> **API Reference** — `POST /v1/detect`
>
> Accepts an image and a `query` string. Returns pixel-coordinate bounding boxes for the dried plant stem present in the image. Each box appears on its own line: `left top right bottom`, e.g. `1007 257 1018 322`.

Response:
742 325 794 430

■ ■ ■ ■

Requirement - Copy the records above word for word, every line included.

Completed exercise -
> **API Reference** — `POST /v1/detect`
>
> Accepts an image and a `query` string. Returns pixel-coordinate bounding boxes for the dried plant stem present in the image. Each box appears on its own line: `left top right bottom`, e.g. `1007 257 1018 322`.

Response:
742 325 794 430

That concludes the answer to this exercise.